Task requirements
Copy out everything from the line containing "the calm water" down to the line containing "<point>169,136</point>", substituting "wooded hillside" for "forested hillside" and changing nothing else.

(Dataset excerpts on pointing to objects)
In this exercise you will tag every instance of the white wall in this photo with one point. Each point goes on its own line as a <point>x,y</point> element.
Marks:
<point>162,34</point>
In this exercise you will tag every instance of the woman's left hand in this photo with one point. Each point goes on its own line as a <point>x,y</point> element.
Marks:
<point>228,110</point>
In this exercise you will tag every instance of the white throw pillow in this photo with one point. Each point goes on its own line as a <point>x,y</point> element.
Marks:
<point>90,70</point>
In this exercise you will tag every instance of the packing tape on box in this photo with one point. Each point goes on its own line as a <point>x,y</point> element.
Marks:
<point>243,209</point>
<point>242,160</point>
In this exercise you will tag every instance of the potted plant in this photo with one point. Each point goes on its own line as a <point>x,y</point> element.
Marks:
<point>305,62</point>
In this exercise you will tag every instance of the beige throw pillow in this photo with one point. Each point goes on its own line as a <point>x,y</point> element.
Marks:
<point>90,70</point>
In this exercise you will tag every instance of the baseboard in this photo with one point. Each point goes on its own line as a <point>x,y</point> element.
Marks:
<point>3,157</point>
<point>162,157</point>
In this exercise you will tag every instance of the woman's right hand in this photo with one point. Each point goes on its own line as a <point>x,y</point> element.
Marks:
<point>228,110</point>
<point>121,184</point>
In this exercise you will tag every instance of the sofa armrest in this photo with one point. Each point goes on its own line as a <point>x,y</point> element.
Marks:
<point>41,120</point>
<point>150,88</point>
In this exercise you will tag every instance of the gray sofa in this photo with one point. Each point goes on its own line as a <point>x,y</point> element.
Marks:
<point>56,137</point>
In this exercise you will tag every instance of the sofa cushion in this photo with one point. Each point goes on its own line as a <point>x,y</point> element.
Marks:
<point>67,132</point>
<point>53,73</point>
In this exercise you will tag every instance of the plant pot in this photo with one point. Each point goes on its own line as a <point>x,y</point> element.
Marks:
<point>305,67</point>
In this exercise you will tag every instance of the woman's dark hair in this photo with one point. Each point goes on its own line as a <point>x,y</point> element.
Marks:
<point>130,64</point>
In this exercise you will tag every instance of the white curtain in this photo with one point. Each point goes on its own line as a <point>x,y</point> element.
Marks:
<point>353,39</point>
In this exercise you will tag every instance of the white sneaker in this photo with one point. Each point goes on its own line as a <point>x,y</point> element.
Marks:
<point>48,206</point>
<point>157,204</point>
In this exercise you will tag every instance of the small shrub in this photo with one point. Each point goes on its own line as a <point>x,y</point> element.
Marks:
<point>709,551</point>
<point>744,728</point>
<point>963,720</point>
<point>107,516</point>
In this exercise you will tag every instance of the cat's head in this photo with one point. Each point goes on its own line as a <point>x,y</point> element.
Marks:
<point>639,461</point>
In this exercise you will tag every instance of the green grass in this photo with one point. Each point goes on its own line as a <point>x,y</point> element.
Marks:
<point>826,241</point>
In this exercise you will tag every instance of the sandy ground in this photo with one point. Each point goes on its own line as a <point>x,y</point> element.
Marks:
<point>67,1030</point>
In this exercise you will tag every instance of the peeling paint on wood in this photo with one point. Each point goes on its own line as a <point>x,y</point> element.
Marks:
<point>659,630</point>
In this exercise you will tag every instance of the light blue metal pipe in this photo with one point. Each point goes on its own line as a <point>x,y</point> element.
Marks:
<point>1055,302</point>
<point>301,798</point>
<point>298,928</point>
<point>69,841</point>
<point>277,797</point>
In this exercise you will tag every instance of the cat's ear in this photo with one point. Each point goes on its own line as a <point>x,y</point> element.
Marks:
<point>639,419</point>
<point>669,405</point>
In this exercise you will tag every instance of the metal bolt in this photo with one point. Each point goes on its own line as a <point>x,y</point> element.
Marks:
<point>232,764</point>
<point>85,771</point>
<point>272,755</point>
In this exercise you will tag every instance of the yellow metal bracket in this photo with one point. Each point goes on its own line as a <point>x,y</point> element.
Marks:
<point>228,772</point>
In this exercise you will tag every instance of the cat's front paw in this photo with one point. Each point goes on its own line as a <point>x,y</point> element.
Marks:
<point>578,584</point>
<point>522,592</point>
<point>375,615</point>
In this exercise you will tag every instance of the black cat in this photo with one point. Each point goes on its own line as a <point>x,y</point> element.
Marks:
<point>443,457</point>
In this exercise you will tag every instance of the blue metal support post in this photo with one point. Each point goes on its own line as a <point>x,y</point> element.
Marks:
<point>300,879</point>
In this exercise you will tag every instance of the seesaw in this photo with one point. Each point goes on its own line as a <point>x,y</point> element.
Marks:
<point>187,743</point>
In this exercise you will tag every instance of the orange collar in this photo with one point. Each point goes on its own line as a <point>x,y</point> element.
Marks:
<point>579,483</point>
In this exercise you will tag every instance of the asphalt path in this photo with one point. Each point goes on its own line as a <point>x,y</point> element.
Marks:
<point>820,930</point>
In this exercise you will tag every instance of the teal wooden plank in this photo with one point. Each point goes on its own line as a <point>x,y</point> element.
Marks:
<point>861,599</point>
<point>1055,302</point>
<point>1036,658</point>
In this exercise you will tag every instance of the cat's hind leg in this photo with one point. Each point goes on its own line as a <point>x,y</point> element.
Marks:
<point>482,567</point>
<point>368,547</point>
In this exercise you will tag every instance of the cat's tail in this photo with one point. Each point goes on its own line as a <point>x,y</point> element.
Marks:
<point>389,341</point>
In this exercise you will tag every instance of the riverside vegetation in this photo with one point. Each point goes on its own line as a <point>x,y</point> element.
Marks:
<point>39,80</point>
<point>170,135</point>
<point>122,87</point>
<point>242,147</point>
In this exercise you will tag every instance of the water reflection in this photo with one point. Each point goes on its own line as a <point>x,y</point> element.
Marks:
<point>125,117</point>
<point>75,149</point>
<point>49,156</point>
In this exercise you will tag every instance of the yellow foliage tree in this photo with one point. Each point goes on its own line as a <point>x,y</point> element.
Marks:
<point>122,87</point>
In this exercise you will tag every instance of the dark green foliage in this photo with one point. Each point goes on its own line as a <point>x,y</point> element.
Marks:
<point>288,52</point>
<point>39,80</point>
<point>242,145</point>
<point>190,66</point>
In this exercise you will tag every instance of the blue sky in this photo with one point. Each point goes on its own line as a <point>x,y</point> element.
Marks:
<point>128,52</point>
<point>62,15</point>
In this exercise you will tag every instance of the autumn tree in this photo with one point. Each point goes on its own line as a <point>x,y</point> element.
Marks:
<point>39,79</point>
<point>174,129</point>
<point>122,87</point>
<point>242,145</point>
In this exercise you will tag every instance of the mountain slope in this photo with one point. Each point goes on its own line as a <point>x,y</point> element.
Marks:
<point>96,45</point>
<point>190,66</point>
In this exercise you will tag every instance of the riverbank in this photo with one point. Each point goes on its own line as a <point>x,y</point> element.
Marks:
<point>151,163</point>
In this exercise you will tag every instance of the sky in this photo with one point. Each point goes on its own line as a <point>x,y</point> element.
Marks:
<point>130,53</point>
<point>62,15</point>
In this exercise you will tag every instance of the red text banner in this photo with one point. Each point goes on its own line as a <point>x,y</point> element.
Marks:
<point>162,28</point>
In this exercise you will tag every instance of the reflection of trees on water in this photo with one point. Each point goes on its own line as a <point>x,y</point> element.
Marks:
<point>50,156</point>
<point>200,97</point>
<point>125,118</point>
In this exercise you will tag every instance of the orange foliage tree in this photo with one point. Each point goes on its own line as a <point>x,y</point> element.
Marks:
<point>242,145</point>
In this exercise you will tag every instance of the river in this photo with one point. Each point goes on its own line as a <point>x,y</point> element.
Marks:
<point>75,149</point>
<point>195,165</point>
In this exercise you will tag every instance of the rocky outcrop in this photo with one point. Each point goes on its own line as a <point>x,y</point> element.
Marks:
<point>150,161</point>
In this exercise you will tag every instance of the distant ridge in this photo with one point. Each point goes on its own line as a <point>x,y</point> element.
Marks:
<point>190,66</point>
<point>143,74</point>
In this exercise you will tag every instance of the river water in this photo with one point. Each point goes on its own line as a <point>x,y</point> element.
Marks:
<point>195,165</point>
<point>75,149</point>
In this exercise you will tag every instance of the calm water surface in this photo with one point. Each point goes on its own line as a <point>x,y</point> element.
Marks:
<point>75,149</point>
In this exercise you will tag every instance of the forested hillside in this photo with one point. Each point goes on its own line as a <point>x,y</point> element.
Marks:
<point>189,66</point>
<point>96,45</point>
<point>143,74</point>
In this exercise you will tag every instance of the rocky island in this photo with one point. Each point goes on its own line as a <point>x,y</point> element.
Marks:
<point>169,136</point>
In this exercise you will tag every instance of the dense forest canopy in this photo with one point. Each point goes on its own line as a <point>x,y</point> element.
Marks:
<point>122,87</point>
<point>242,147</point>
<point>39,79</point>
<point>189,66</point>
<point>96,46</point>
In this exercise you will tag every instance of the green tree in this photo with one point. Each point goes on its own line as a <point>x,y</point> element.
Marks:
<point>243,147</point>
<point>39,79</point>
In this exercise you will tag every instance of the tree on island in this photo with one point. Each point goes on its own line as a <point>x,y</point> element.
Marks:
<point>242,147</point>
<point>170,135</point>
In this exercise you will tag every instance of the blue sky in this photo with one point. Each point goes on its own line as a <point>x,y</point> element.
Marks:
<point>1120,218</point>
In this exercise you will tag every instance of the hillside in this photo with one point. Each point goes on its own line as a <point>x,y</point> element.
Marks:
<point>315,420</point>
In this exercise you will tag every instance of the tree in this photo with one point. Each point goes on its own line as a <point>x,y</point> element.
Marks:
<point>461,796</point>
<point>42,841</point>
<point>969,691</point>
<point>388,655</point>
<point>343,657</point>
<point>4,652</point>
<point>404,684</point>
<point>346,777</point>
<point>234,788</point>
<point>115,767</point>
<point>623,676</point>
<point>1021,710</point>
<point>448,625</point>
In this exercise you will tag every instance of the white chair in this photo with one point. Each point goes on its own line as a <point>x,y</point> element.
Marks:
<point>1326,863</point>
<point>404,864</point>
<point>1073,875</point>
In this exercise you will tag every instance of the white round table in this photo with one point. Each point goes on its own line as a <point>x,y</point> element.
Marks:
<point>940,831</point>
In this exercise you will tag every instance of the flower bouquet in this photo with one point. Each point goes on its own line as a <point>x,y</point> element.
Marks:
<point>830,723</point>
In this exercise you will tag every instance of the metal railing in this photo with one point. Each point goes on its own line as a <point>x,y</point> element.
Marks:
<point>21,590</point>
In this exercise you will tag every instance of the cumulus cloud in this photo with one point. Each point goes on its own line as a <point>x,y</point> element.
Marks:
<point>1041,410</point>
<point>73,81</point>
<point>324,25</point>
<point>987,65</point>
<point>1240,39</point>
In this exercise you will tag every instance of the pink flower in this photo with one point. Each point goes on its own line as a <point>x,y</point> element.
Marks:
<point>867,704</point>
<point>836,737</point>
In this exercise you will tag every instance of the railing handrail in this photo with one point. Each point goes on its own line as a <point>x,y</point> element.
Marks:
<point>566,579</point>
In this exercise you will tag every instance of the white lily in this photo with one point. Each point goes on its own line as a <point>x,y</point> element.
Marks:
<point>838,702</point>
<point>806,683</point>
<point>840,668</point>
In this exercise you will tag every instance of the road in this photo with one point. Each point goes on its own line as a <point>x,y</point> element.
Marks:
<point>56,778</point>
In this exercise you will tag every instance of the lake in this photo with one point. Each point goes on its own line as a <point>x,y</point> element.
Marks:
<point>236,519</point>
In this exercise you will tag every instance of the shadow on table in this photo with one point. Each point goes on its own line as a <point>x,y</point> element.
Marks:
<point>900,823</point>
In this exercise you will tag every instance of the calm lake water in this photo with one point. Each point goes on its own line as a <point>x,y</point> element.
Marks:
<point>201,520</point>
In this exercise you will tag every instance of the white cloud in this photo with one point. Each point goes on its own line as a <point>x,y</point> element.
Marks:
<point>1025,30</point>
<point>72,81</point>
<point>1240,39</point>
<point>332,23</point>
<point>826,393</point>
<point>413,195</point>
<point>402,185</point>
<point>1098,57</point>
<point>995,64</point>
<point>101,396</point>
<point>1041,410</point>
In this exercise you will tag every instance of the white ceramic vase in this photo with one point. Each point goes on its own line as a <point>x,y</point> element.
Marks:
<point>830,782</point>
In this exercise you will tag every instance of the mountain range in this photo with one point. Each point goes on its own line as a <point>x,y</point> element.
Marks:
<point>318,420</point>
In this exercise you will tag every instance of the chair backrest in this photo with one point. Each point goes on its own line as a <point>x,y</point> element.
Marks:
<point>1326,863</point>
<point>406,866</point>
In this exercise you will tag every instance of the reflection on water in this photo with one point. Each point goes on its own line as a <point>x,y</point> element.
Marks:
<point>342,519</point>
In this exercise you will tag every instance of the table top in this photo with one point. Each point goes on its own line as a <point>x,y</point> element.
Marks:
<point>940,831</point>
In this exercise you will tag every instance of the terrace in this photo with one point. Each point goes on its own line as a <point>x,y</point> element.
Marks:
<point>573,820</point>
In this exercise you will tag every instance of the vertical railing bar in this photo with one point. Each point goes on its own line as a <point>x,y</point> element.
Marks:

Solution to this problem
In this exercise you will tag every instance of the calm water surface in this photo with one point. Each point goes on its own line as a <point>x,y</point> element.
Marks:
<point>75,149</point>
In this exercise you will tag every instance of the wooded hillside in this photo with one point. Each point goes on its own line as a <point>x,y</point> element.
Marks:
<point>189,66</point>
<point>96,45</point>
<point>143,74</point>
In this exercise you will tag every instance of the rocky island in this photo with one point. Each point goes on its own line as a <point>x,y</point> element.
Marks:
<point>169,136</point>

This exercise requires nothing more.